+++ Working data +++

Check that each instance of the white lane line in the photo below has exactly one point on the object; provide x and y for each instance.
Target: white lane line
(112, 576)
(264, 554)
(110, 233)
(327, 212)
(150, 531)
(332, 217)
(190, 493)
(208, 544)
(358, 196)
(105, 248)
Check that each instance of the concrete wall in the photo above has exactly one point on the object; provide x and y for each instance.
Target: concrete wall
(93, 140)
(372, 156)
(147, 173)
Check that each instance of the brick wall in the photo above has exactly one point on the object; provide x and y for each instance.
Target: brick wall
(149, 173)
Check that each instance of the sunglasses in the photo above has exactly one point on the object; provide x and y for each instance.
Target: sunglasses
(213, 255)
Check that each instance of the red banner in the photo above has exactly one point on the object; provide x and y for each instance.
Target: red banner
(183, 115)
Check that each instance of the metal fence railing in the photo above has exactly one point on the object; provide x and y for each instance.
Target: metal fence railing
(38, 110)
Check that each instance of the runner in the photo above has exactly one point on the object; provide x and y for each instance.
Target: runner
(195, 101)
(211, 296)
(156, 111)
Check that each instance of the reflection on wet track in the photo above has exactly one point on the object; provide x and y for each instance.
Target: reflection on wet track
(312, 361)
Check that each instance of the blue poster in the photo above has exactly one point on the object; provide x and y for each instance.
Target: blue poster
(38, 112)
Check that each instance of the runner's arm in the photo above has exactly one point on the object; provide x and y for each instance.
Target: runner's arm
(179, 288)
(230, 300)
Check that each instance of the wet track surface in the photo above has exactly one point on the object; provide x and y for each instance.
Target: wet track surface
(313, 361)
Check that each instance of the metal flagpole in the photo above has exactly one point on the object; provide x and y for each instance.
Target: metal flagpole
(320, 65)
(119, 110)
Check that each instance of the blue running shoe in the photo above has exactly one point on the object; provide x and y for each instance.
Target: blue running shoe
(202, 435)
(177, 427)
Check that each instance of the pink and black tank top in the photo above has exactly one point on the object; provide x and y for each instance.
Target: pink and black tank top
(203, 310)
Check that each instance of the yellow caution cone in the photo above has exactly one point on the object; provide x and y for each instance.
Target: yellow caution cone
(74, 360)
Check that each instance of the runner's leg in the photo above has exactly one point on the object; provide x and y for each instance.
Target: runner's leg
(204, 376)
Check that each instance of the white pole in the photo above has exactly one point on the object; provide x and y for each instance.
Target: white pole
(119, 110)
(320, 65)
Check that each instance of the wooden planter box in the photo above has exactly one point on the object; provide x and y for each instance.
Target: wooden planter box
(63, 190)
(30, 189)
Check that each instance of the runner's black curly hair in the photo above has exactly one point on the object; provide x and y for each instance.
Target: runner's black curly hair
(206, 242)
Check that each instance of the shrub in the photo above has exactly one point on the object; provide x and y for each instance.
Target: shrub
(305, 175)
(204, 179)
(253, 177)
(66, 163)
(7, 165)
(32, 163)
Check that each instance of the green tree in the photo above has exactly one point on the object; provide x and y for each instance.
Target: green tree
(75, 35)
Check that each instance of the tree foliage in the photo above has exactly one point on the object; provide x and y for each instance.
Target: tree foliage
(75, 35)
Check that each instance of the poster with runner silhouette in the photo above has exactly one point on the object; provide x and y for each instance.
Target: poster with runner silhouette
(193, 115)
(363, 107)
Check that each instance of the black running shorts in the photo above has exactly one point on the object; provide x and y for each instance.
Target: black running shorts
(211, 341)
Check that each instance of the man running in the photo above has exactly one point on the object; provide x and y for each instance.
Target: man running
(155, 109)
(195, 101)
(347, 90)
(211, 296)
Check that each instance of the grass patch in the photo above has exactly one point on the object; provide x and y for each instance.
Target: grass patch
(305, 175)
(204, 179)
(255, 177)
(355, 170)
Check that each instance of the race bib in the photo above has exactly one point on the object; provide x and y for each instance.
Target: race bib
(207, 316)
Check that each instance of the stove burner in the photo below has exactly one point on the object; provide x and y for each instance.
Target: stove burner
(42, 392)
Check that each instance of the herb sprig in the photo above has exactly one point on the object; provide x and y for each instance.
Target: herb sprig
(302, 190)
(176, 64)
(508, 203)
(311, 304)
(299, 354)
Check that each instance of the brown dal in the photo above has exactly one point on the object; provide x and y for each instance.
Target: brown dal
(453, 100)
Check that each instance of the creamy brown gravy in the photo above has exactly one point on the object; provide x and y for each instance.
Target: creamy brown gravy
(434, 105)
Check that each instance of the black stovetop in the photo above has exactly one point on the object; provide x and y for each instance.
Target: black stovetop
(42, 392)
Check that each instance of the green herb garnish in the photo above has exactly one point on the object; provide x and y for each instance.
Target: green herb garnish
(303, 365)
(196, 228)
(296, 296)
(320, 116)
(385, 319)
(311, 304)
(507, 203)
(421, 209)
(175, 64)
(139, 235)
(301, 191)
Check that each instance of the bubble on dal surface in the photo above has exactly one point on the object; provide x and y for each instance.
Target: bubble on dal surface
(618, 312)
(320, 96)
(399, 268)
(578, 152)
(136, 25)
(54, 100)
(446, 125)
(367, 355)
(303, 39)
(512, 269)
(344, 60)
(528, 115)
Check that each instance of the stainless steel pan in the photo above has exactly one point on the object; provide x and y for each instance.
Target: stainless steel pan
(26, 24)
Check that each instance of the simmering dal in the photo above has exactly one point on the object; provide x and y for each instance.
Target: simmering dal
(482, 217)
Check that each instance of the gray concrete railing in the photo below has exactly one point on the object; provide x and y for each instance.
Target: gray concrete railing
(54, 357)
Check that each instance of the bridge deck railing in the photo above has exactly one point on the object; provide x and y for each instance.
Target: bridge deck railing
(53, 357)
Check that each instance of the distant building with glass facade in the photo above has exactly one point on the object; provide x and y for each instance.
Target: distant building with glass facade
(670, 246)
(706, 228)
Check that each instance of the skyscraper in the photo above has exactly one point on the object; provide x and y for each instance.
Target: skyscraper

+++

Exercise goal => Each line of the material must be restated exactly.

Task output =>
Check that each instance of the white lane line in the photo below has exactly one point on the object; provide x and y for each instance.
Target: white lane line
(112, 576)
(264, 554)
(110, 233)
(327, 212)
(150, 531)
(332, 217)
(190, 493)
(208, 544)
(358, 196)
(105, 248)
Check that each instance of the concrete wall in the photo above has exactly one point on the object; provide x and y for each instance.
Target: concrete wall
(93, 140)
(372, 156)
(147, 173)
Check that each instance of the brick wall in the photo above has exactly one point on the object; provide x and y for each instance.
Target: brick wall
(149, 173)
Check that each instance of the sunglasses in the photo above has exactly one point on the object; provide x and y for each instance.
Target: sunglasses
(213, 255)
Check that each instance of the red banner in the photo above has exactly one point on the object; provide x and y for each instance.
Target: red banner
(183, 115)
Check that each instance of the metal fence railing in the photo above has exactly one point on the object; provide x and y for each instance.
Target: metal fence railing
(38, 110)
Check that each instance of the runner in the photo above has exactly one point on the object; provide x and y for each instance.
Target: runner
(195, 101)
(211, 296)
(156, 111)
Check that each instance of the reflection on wet track in the photo above has exactly one point on the object; provide x and y for each instance.
Target: reflection on wet track
(312, 361)
Check that each instance of the blue poster in the photo above has exactly one point on the object; provide x and y for each instance.
Target: blue poster
(38, 112)
Check that each instance of the runner's arm in the photo above has exactly one point on the object; provide x and y for each instance.
Target: runner's arm
(179, 288)
(230, 300)
Check that each instance of the wet track surface in the photo above has exactly one point on the object; provide x and y for each instance.
Target: wet track surface
(313, 361)
Check that each instance of the metal flagpole in the photo above has exactly one point on the object; provide x and y for each instance.
Target: metal flagpole
(320, 65)
(119, 110)
Check that each instance of the blue running shoe in the photo above has exactly one point on the object; provide x and y for each instance.
Target: blue running shoe
(202, 435)
(177, 427)
Check that each instance of the pink and black tank top in the photo above has exactly one point on the object; provide x and y for each instance.
Target: pink and black tank top
(203, 310)
Check that each instance of the yellow caution cone in the photo above has exactly one point on the object; provide x and y for each instance.
Target: yellow caution cone
(74, 360)
Check that each instance of the runner's leg in the photo above has exactly one point on the object; provide x and y for each instance.
Target: runner's leg
(204, 376)
Check that each instance of the white pole in the photo above has exactly one point on the object; provide x and y for each instance.
Target: white pole
(119, 110)
(320, 65)
Check that each instance of the wooden planter box in the photo above has exactly one point on the object; provide x and y for each instance.
Target: wooden planter box
(63, 190)
(30, 189)
Check that each instance of the runner's black curly hair in the photo above has exactly one point on the object; provide x and y for each instance.
Target: runner's black curly hair
(206, 242)
Check that each instance of the shrub in the photo above has exactly one point on the object; provide x and y for each instance.
Target: shrub
(305, 175)
(204, 179)
(253, 177)
(66, 163)
(7, 165)
(32, 163)
Check that each instance of the green tree in the photo above has exactly one point on the object; provide x and y for each instance.
Target: green tree
(75, 35)
Check that each instance of the tree foliage in the photo above has exactly one point on the object; provide x and y for each instance.
Target: tree foliage
(75, 35)
Check that each instance of the poster with runner silhouette in the photo above has exactly one point on the object; provide x and y for each instance.
Target: poster with runner silhouette
(193, 115)
(363, 107)
Check that each instance of the black running shorts in the photo above has exactly one point on the object; provide x and y for each instance.
Target: black running shorts
(211, 341)
Check that each instance of the man running in the photo above has exactly one point on the object; provide x and y for each instance.
Target: man running
(155, 109)
(195, 101)
(347, 90)
(211, 296)
Check that each instance of the grass patch in the photo above has exactly one point on the object; provide x and y for each instance.
Target: grass patch
(305, 175)
(204, 179)
(255, 177)
(355, 170)
Check that each instance of the race bib in the photo above has exactly one point on the object; provide x and y for each instance.
Target: race bib
(207, 316)
Check that each instance of the stove burner in the photo below has exactly one point on the object; provide x and y for each instance.
Target: stove burner
(42, 392)
Check that each instance of the herb sprig in the photo above has exactly one point on the object; provide x and y for each instance.
Target: herb sprig
(302, 190)
(176, 64)
(508, 203)
(311, 304)
(299, 354)
Check that each instance of the brown dal in the photo above has exactly one point on the object; provide x and y for each instance.
Target: brown dal
(453, 100)
Check that each instance of the creamy brown gravy in the photo above has exactly one point on the object; provide x and y for each instance.
Target: creamy brown gravy
(434, 105)
Check that each instance of the black stovetop in the photo above has exactly one point on the object; provide x and y for each instance.
Target: black stovetop
(42, 392)
Check that each instance of the green herb garnish in the photo above has exactly one point on the object; provide x and y for each instance.
Target: green herb garnish
(303, 365)
(196, 228)
(296, 296)
(320, 116)
(385, 319)
(311, 304)
(507, 203)
(421, 209)
(175, 64)
(139, 235)
(301, 191)
Check that each instance of the bubble on dal surface in the photo above has exactly one point on the object; provide x and y for each instance.
Target: bubble on dal surface
(618, 312)
(320, 96)
(399, 268)
(578, 152)
(136, 25)
(54, 100)
(446, 125)
(367, 355)
(303, 39)
(512, 269)
(344, 60)
(528, 115)
Check that each instance of the stainless steel pan in the photo above has exactly one point on the object; provide x and y for each instance.
Target: stainless steel pan
(26, 24)
Check that each instance of the simmering dal in the photo above has exactly one point on the object; provide x and y for each instance.
Target: simmering dal
(482, 217)
Check that each instance of the gray concrete railing in the photo below has exactly one point on the object; provide x and y for each instance.
Target: gray concrete railing
(54, 357)
Check that each instance of the bridge deck railing in the photo above has exactly one point on the object; provide x and y for each instance.
Target: bridge deck railing
(53, 357)
Check that each instance of the distant building with glass facade in the photo above has exactly one point on the object; provide x and y for each instance.
Target: distant building with glass facade
(670, 246)
(706, 228)
Check that each instance of the skyscraper in the photo above has exactly one point on the object; provide x and y for each instance.
Target: skyscraper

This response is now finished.